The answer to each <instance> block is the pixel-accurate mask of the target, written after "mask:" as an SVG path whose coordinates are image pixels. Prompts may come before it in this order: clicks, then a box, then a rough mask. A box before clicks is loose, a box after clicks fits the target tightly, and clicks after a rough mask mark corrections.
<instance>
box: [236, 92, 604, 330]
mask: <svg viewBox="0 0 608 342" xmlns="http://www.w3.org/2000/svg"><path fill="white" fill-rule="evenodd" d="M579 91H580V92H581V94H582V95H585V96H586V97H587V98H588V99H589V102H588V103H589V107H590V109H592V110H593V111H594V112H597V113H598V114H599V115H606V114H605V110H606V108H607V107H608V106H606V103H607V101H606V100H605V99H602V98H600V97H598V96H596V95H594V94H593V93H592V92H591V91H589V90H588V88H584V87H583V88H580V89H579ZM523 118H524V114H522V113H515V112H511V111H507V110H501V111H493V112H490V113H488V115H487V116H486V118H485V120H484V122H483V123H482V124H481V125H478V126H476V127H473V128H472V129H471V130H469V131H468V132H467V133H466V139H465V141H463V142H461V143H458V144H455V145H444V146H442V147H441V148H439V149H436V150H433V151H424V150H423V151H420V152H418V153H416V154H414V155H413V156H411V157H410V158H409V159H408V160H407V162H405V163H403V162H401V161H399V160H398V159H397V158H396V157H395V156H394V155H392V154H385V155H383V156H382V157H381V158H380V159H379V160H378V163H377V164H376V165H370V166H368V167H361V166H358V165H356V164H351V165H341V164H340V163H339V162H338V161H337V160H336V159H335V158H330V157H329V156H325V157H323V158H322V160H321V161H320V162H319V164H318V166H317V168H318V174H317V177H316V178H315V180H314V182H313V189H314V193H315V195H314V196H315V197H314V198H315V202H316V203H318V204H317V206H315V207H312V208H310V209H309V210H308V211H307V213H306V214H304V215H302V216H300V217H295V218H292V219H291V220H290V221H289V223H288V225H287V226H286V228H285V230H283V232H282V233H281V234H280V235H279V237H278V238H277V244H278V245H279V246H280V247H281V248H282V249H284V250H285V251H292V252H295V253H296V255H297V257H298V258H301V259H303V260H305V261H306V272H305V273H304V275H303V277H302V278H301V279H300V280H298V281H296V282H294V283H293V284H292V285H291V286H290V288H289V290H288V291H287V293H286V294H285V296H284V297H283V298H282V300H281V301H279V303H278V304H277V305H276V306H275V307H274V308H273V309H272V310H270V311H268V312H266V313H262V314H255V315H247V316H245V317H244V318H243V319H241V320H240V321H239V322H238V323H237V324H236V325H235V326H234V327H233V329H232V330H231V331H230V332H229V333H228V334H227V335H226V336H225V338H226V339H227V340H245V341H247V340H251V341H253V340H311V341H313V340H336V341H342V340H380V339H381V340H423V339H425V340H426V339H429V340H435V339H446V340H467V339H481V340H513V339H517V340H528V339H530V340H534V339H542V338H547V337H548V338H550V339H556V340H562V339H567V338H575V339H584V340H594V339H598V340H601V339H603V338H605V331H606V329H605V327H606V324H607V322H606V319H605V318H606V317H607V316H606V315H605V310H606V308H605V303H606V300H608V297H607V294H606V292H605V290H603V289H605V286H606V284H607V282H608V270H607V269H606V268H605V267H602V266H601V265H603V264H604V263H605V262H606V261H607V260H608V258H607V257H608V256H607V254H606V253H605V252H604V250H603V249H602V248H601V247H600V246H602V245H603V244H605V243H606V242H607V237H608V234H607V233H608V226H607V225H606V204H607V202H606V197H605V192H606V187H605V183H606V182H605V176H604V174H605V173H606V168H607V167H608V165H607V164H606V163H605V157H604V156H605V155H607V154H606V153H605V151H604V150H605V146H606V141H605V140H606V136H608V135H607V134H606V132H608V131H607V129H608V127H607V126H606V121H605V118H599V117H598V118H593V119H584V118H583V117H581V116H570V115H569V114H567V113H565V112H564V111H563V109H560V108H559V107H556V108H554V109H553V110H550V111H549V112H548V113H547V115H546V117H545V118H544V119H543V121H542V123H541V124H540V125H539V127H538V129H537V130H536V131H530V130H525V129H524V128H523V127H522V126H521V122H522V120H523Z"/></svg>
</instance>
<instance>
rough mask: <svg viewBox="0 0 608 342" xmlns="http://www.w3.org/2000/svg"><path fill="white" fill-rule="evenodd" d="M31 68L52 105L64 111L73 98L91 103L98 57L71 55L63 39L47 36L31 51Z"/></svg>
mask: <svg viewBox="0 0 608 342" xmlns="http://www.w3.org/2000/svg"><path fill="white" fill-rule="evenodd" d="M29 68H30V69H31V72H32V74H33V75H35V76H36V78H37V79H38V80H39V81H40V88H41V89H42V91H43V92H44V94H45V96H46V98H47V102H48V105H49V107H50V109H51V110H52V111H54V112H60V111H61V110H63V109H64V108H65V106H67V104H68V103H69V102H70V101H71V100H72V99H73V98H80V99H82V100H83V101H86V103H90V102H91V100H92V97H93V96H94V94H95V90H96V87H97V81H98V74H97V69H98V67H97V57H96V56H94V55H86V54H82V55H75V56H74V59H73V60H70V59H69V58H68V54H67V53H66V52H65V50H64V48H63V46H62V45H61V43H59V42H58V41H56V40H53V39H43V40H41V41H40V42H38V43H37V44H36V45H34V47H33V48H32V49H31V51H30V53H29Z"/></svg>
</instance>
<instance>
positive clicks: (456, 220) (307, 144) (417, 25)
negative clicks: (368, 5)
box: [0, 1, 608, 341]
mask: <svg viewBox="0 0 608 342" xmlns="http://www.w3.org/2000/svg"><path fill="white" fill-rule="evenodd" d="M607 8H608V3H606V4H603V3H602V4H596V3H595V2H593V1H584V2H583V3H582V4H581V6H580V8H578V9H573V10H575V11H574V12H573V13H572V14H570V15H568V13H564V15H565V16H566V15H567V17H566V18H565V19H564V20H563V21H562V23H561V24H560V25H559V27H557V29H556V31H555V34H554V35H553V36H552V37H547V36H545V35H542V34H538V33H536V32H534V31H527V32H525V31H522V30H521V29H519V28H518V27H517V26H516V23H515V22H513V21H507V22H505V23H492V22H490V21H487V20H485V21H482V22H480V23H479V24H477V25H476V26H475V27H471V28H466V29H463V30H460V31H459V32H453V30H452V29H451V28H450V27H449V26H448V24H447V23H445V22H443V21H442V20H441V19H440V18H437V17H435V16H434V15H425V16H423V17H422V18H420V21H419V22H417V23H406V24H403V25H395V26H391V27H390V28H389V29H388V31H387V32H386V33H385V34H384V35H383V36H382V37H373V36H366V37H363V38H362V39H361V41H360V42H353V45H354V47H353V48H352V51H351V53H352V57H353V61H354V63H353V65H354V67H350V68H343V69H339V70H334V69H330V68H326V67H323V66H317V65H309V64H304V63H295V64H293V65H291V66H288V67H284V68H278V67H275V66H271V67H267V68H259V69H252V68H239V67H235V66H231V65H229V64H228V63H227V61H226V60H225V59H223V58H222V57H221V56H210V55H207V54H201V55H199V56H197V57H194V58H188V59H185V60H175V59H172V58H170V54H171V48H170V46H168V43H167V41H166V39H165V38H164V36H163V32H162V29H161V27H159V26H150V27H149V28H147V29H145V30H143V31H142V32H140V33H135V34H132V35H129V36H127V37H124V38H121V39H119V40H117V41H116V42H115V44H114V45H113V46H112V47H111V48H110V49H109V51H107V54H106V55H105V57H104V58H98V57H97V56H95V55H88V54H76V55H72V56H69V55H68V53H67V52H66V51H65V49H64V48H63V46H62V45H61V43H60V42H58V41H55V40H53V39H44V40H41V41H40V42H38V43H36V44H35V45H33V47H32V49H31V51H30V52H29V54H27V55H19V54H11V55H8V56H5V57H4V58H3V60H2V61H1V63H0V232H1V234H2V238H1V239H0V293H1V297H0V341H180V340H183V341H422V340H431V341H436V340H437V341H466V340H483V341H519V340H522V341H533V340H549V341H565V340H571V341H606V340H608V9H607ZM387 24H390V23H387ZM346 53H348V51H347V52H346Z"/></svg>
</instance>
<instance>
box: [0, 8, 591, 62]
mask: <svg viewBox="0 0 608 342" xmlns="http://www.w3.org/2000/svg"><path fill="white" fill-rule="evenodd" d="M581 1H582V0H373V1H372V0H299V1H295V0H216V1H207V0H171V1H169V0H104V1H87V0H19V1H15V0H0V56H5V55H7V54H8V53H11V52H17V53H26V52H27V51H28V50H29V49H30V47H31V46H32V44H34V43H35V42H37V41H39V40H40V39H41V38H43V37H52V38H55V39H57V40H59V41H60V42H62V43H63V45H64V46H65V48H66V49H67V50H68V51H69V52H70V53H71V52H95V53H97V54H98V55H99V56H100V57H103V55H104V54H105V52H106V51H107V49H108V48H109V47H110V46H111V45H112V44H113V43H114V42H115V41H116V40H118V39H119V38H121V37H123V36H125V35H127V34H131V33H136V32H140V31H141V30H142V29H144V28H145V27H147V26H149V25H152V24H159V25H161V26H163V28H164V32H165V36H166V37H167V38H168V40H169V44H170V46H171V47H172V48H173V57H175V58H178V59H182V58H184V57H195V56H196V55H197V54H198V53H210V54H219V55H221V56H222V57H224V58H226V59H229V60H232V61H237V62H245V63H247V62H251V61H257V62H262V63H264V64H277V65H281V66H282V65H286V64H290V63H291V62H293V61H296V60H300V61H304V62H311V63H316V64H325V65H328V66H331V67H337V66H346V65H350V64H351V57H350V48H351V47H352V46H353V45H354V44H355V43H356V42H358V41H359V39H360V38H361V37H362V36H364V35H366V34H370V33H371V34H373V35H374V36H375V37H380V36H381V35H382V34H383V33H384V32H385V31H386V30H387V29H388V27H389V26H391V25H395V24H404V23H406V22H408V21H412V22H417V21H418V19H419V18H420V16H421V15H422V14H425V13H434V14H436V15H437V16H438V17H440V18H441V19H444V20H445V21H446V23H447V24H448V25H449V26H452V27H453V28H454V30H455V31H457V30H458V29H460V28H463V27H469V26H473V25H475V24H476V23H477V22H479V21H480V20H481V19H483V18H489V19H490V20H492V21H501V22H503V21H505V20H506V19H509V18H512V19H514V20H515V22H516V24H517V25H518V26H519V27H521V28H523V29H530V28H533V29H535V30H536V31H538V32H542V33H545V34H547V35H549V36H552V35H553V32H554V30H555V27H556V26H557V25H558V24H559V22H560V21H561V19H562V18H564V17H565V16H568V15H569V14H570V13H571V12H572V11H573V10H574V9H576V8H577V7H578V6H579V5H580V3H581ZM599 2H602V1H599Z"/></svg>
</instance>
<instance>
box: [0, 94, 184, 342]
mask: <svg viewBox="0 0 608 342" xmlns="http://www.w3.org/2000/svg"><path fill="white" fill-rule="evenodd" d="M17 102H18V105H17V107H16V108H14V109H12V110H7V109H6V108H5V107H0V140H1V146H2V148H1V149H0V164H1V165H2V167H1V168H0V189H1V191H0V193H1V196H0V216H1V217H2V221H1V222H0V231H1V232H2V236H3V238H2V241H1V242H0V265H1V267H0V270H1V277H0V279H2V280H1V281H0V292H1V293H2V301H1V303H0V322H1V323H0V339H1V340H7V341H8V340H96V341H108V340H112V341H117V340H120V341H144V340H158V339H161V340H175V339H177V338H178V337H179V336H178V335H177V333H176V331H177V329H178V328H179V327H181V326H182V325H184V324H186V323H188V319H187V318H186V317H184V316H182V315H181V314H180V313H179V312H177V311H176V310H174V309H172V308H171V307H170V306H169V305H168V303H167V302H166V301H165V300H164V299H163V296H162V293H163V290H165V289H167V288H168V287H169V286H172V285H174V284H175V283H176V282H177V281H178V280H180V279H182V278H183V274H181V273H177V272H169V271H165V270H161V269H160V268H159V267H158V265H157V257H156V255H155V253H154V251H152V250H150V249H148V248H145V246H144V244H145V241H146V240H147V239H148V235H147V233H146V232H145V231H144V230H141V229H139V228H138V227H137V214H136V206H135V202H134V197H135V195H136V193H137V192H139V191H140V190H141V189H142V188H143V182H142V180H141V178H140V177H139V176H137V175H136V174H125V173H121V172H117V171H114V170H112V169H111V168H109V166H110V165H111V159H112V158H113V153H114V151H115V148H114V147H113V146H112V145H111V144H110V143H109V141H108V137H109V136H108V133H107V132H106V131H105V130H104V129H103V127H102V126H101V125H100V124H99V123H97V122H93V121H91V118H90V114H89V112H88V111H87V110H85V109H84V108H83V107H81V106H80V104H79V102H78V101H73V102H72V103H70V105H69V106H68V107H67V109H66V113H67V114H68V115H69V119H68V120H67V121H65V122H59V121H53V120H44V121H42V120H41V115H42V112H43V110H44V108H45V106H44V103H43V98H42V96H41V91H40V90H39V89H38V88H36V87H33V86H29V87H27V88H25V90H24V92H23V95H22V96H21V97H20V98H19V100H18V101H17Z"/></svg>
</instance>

#### [HOW TO COMPLETE THIS TASK]
I need every line of the data that has the word "rough"; please list them.

#### [ANSWER TO THIS TASK]
The answer to each <instance> block is the pixel-accurate mask of the target, written after "mask:" as an SVG path whose coordinates are image pixels. Prompts may come before it in this order: clicks, then a box, then a rough mask. A box before clicks is loose, a box after clicks fits the target tightly, and clicks after a rough mask mark corrections.
rough mask: <svg viewBox="0 0 608 342" xmlns="http://www.w3.org/2000/svg"><path fill="white" fill-rule="evenodd" d="M31 68L52 105L64 111L73 98L91 103L98 57L71 55L63 39L47 36L31 51Z"/></svg>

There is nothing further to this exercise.